Copy each of the following lines word for word, without changing anything.

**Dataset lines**
################

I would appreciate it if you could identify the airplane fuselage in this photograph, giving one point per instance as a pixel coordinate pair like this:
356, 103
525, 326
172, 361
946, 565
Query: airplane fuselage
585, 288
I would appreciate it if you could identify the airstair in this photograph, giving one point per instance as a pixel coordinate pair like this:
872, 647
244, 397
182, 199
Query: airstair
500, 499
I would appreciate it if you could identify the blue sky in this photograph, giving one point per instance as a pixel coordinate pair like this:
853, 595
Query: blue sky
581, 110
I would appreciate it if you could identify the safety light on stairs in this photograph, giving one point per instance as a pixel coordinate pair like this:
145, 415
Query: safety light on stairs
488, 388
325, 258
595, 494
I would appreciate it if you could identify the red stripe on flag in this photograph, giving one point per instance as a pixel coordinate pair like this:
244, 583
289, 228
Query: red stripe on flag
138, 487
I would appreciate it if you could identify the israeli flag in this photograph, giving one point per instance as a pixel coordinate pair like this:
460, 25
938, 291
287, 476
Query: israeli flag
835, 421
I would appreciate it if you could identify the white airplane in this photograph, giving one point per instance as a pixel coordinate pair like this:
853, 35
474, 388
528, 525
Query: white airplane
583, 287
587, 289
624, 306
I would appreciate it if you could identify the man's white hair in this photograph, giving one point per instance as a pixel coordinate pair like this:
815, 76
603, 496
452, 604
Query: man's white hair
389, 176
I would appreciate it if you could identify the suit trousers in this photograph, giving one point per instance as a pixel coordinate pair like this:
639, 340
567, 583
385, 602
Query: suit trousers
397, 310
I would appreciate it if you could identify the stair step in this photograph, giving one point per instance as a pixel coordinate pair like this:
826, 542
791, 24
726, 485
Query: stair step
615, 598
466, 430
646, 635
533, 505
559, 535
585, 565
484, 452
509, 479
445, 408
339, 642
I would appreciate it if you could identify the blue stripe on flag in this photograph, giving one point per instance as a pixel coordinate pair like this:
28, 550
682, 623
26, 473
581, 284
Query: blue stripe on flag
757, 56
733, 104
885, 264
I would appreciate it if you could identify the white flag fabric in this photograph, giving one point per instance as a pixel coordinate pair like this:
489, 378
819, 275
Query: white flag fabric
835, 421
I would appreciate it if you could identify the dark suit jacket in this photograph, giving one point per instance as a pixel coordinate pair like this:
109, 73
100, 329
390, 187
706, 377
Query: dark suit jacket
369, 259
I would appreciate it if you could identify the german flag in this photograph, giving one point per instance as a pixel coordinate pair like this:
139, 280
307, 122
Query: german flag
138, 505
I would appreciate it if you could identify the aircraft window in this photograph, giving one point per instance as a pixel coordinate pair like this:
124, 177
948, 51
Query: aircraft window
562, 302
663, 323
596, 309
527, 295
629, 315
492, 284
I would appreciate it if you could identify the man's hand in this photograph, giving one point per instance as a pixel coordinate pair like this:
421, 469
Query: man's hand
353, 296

################

**Final answer**
I would appreciate it if you could identify the airplane fuselage in this photograph, giving one point per instance as a pixel coordinate pair like this:
356, 103
525, 326
172, 361
946, 565
Query: airplane fuselage
585, 288
I would appreciate it if you could identify the airstair in this photograph, giving one point per instance as a pixel coordinate pair like this:
872, 647
244, 397
182, 199
Query: airstair
500, 499
I would appreciate it if you could identify the blue sky in this photograph, giving one point per instance as a pixel coordinate pair like this:
853, 595
Query: blue sky
581, 110
I would appreciate it if you could identify the safety light on stairs in this photograph, giving one point per instance as a pixel coordinate pair like this:
145, 415
Query: safety light on stairs
488, 388
325, 258
595, 494
I would appreciate it if you could identify the red stripe on flag in this photograph, giving one point per instance as a pixel coordinate pair like this:
244, 583
289, 228
Query: red stripe on flag
138, 487
I would appreciate it if you could identify the israeli flag in this photograph, giving one point per instance as a pixel coordinate pair like this:
460, 25
938, 291
287, 476
Query: israeli flag
835, 421
I would appreciate it if you could identify the white airplane in this photograph, giving one point per instance as a pixel coordinate pair like this:
853, 35
474, 388
528, 525
Query: white airplane
583, 287
587, 289
624, 306
I would appreciate it if you could identify the man's white hair in this photograph, giving one point per instance as a pixel coordinate pair like this:
815, 76
603, 496
452, 604
Query: man's white hair
389, 176
I would appreciate it if you could identify the suit trousers in this photograph, giving one point per instance as a pixel coordinate pair like this:
639, 340
567, 583
385, 602
Query: suit trousers
397, 310
I would appreciate it if you could identify the stair step in this photograph, giving one point per instance as a pixel coordinate pair like this:
826, 542
791, 24
726, 485
Query: stair step
615, 598
466, 430
646, 635
533, 505
559, 535
585, 565
484, 452
509, 479
445, 408
339, 642
I would appreciate it if you could identify the blue stripe on flag in this photograph, giving one point per instance as a pixel coordinate pair like this:
28, 550
682, 623
26, 473
581, 284
Query: blue stripe on flag
757, 56
733, 104
885, 264
I would appreciate it if you could identify the white flag fabric in this photograph, giving one point per instance as a pixel coordinate pair like this:
489, 378
819, 275
Query: white flag fabric
835, 421
I would appreciate it if you could identify the dark suit jacket in this photograph, giving one point per instance as a pixel coordinate pair like this:
109, 73
100, 329
390, 187
706, 377
Query: dark suit jacket
369, 259
I would appreciate it if you could identify the german flag in this photograph, giving one point per instance as a pixel coordinate pair like this:
139, 280
307, 122
Query: german flag
138, 505
I would appreciate it if you could identify the aircraft window in this photograph, giving one point per instance as a pixel coordinate pair like this:
124, 177
948, 51
Query: aircraft window
562, 302
663, 323
596, 309
527, 295
629, 315
492, 284
I would appreciate it if you could identify the man's hand in this photograph, giving one point per instance as a pixel coordinate pair like this:
421, 469
Query: man's hand
353, 296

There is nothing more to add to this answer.